* _Given data_:
'''

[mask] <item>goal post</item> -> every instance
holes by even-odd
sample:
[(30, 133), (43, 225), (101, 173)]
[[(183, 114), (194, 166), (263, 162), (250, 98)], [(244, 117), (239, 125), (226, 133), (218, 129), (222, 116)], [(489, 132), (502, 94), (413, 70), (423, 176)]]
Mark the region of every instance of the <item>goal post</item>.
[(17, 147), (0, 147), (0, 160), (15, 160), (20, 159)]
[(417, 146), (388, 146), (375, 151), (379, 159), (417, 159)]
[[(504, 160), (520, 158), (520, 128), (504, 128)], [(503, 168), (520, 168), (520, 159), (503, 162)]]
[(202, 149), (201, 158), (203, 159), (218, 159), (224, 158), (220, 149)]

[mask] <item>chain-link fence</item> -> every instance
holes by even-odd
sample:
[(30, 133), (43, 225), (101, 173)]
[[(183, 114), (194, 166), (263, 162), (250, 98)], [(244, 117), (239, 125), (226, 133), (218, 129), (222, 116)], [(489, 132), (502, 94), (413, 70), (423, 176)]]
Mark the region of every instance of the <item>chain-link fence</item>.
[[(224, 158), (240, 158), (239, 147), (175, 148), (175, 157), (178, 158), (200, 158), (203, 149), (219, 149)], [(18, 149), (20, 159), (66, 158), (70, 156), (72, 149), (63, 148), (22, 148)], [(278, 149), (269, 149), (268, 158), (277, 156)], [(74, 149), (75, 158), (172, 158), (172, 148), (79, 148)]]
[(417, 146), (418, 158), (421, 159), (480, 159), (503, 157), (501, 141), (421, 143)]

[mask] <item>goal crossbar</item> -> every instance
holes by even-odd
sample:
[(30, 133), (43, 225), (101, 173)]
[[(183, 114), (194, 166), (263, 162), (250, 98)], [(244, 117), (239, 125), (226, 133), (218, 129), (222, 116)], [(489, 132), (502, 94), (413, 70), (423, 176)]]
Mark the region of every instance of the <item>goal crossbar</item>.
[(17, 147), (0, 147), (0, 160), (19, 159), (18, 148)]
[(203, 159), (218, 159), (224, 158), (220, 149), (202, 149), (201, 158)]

'''

* _Objective_:
Copy the data without any change, starting at its first line and ending with the line that contains "[(17, 147), (0, 147), (0, 160), (15, 160), (20, 159)]", with both of those lines included.

* _Solution for this task_:
[mask] <item>goal post</item> -> every instance
holes by even-odd
sample:
[(30, 133), (43, 225), (101, 173)]
[[(183, 114), (194, 166), (263, 162), (250, 98)], [(244, 117), (239, 125), (226, 133), (218, 129), (222, 116)], [(489, 132), (502, 94), (413, 70), (423, 176)]]
Mark the region of every instance of the <item>goal post</item>.
[(17, 147), (0, 147), (0, 160), (15, 160), (20, 159)]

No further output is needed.